(Photo-based referring expression data)

Content starts

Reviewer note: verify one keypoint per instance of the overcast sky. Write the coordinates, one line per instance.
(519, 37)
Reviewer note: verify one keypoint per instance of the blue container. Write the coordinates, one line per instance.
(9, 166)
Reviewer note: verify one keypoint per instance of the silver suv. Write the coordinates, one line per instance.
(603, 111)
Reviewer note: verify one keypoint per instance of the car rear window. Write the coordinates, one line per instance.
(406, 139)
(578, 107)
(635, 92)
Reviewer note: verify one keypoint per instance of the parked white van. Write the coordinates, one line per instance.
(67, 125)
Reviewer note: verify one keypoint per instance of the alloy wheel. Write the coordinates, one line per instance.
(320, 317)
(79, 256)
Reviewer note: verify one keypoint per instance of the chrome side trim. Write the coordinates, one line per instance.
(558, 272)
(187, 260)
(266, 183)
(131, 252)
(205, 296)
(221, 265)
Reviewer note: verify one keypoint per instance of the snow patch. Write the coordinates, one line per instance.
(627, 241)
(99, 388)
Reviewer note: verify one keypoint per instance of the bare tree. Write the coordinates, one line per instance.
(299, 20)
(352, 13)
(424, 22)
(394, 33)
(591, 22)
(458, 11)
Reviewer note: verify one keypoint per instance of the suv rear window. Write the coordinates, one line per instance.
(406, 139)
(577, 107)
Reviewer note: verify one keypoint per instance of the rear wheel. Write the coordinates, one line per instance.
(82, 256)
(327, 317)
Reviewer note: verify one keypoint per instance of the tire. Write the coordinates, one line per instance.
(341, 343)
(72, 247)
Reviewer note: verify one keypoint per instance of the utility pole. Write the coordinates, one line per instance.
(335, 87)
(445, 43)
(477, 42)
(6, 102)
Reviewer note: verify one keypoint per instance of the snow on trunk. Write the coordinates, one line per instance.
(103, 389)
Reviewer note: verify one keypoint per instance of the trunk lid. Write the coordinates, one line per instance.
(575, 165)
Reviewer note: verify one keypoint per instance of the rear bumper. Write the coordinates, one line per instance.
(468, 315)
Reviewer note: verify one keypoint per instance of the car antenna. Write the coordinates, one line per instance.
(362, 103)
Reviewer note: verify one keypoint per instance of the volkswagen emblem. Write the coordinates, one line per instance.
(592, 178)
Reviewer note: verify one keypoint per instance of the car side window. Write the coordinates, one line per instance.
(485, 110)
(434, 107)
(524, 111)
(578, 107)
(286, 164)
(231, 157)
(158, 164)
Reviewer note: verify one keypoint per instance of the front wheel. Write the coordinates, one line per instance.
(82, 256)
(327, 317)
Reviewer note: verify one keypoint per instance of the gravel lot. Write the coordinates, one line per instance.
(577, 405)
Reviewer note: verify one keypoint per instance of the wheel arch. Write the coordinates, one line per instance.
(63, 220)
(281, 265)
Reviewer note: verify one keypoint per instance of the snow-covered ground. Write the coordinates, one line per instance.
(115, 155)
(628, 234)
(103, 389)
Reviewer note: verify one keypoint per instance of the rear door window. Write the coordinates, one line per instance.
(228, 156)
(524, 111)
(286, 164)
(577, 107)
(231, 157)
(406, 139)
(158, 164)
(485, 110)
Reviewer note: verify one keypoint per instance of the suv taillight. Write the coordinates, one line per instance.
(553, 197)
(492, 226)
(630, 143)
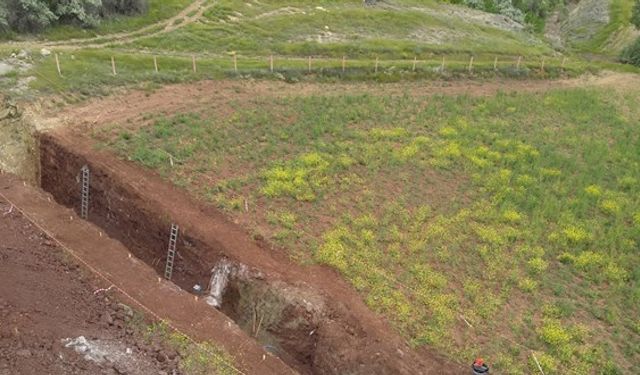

Content ends

> TRY IT: Transcribe every entry word for word, but omit the pictures.

> YOUR RESPONSE:
Reviewer note: verify one keypoint per instance of the overcast sky. Write the coordinates, one line per instance.
(519, 37)
Reviewer note: verify one keypoint per instance of the blue container. Write the coordinates, one line per instance.
(9, 166)
Reviewer note: verify one keypoint per instance of the silver suv. Write the coordinates, one line per instance.
(603, 111)
Reviewer note: verify one keypoint per instance of the car rear window. Write the coordinates, one line per instance.
(406, 139)
(578, 107)
(635, 92)
Reviewer note: verify one keypoint per instance of the parked white van. Write the coordinates, one line per instance.
(67, 125)
Reviewer note: verify one keypoint per instance of the alloy wheel. Write the coordinates, one line per instance.
(320, 317)
(79, 256)
Reviewer note: verify one keypoint per instance of the chrome side trim. Write the coordinates, one line per instance.
(558, 272)
(187, 260)
(266, 183)
(131, 252)
(205, 296)
(221, 265)
Reviewer note: verify one keypoint per instance of the snow patch. Write the coordinates, one line per instance.
(627, 241)
(99, 388)
Reviewer note: verify one keypoint per instance of the bare tree. Write the coordinates, one line per instance.
(299, 20)
(352, 13)
(424, 22)
(394, 33)
(591, 22)
(458, 11)
Reviewer note: verify one keypoint per instance of the suv rear window. Write the coordinates, one line per instance.
(406, 139)
(577, 107)
Reviewer note: verify one keypoint per instance of the rear wheel. Write the coordinates, one line per instance.
(82, 256)
(327, 317)
Reviewer note: verify one keypoint per instance of the tire. Write the coordinates, one line per instance.
(341, 343)
(72, 247)
Reviewer note: verify one keypoint per instance of the utility pole. Write the coordinates, one line per instance.
(335, 87)
(445, 43)
(477, 42)
(6, 102)
Reviewer note: verify one keypoint per instance of the snow on trunk. Write the coordinates, one line per instance.
(103, 389)
Reviewer note: verify one keypoint per instance of the trunk lid. Write the coordinates, one line per instance.
(575, 165)
Reviewer note: verify one keypoint per instance of the rear bumper. Write the coordinates, one line per instance.
(468, 315)
Reviewer note: verify one keypoint per instance of the car antenna. Write the coordinates, one line per instance.
(362, 103)
Reviewer note: verify one keypoint per instance of the volkswagen emblem. Write the coordinates, one line per instance.
(592, 178)
Reviewer note: verify one keypoint per instance of the car side window. Write the coordinates, one line per instance.
(485, 110)
(434, 107)
(524, 111)
(578, 107)
(286, 164)
(231, 157)
(158, 164)
Reviewer note: verify one keypoint per instance of the front wheel. Write the coordinates, one line per instance.
(82, 256)
(327, 317)
Reviewer note: verify one keypoint per instance of the gravel lot. Write the coordinates, one line per instance.
(577, 405)
Reviewer note: verify one keypoint per instance of the wheel arch. Write the coordinates, one line per instance.
(63, 220)
(281, 265)
Reviewer note: verify one keypoint per instance of the snow-covered ground. Write the coordinates, one line per instance.
(115, 155)
(628, 234)
(103, 389)
Reviewer note: verify one keypoint per instance of the rear door window. Write the coordinates, one line per instance.
(228, 156)
(524, 111)
(286, 164)
(577, 107)
(231, 157)
(406, 139)
(158, 164)
(485, 110)
Reviewer note: verify one keypoint per instance of the suv taillight. Write the coordinates, one line per instance.
(553, 197)
(492, 226)
(630, 143)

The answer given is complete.